» **EXTRAIT CITÉ**:

LE COLLECTIF INTERASSOCIATIF sur la santé (Ciss) a mal vécu les brusques changements de cap intervenus ces dernières semaines dans la mise en place du dossier médical personnel (DMP). Pour des raisons techniques, financières, mais aussi pour respecter un calendrier de plus en plus tendu – chaque Français de plus de 16 ans doit disposer d’un dossier médical personnel au 1er juillet 2007 –, le groupement a en effet décidé de mettre en place un DMP centralisé auprès d’une plate-forme nationale, alimenté à partir du Web-médecin (« le Quotidien » du 11 avril).
Le GIP a une nouvelle fois changé de pilote. Jacques Beer-Gabel a été limogé du poste de directeur général. Le Ciss, qui regroupe 24 associations de patients, s’est immédiatement alarmé de la remise en cause du projet d’origine : «Le comité d’orientation du GIP-DMP reste une chambre d’enregistrement, si ce n’est un comité de promotion d’un DMP sur lequel nous avons perdu toute visibilité: une nouvelle orientation vient d’être adoptée par le conseil d’administration sans que le comité d’orientation en ait été saisi! A quoi sert-il?»
Trois semaines plus tard, à la veille d’une importante réunion du conseil d’administration, qui doit valider les nouvelles orientations stratégiques, le Ciss frappe du poing sur la table. «Nous avons perdu beaucoup de temps, confie son vice-président Christian Saout. Nous en sommes maintenant au troisième directeur du conseil d’administration du GIP-DMP. Les expérimentations ne devraient pas commencer avant septembre. Nous allons donc poser la question de l’utilité de rester dans le GIP-DMP lors du prochain conseil d’administration du Ciss le 14mai. Nous ne voulons pas participer à une entreprise de tromperie.»

» **CONSIGNE**:
D'après l'article sur le dossier médical personnel, combien d'associations de patients le Ciss regroupe-t-il ? La liste qui suit n'est d'aucune utilité ici.

» **DONNÉES EXTRAITES**:
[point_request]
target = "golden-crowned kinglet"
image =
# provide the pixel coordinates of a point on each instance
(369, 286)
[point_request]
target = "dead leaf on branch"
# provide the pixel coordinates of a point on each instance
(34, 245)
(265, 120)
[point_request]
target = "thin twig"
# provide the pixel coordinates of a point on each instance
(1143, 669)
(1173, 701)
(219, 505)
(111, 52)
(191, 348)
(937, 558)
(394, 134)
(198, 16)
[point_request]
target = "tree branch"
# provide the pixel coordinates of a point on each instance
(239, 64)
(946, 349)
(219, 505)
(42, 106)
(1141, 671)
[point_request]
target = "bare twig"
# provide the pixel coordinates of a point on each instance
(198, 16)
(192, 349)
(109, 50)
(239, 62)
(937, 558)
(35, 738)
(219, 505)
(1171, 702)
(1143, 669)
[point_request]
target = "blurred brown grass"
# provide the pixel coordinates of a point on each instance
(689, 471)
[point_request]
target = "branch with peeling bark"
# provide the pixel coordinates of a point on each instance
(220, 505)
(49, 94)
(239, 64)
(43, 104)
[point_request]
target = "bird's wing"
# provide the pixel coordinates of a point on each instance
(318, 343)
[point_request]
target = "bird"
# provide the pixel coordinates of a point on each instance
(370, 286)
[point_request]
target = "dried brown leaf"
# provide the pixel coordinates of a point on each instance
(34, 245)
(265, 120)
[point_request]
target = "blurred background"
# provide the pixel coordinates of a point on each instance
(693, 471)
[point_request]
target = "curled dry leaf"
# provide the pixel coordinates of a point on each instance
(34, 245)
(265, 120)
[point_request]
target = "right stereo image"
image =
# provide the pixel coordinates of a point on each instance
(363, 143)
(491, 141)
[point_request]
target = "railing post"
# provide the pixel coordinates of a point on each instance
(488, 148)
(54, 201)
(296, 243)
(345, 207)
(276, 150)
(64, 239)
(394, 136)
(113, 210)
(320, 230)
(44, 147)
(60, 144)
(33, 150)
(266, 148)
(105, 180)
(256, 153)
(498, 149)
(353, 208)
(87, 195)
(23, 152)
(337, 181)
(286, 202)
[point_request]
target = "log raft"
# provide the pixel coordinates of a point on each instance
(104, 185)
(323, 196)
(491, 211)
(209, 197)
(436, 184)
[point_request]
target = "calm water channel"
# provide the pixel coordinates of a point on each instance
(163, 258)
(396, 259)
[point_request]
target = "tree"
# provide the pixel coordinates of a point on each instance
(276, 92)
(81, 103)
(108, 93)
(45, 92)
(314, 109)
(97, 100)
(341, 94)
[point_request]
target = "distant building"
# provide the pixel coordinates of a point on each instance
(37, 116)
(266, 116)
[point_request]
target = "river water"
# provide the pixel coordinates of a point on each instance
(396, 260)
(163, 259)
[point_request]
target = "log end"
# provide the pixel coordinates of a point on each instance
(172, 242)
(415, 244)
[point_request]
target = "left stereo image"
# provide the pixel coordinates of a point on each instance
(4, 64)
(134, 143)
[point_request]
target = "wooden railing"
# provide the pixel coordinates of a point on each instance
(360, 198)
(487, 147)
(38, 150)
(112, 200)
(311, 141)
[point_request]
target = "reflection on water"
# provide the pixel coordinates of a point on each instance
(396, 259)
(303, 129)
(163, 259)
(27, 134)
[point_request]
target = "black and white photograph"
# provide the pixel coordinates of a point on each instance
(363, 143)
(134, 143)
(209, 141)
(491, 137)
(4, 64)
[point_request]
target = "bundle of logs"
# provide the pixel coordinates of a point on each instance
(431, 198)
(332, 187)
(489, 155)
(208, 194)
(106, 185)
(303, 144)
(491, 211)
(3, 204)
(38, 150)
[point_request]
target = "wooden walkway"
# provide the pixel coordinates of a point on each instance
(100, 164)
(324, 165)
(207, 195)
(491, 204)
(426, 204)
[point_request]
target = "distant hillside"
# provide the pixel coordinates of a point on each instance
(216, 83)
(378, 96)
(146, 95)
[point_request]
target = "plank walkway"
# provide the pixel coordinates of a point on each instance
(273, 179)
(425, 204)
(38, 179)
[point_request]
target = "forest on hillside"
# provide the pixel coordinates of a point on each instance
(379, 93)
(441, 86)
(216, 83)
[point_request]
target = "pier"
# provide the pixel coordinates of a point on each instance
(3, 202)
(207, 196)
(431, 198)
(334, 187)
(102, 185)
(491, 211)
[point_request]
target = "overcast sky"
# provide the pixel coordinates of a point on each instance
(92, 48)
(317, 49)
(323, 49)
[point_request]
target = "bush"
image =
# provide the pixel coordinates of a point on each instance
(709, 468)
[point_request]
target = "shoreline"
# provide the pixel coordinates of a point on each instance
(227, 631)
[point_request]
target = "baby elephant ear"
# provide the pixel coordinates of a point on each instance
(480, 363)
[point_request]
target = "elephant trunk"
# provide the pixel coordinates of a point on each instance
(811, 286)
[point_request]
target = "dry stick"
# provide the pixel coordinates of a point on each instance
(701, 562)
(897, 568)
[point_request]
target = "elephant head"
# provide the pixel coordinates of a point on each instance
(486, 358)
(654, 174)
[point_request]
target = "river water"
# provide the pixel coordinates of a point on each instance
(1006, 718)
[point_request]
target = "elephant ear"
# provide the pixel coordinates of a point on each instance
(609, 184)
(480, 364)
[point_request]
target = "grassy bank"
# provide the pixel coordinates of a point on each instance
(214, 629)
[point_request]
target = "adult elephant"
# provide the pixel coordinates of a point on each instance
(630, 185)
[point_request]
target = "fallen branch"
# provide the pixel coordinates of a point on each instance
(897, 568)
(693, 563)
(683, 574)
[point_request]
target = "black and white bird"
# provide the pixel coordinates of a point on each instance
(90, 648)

» **RÉPONSE**:
Le Ciss regroupe 24 associations de patients.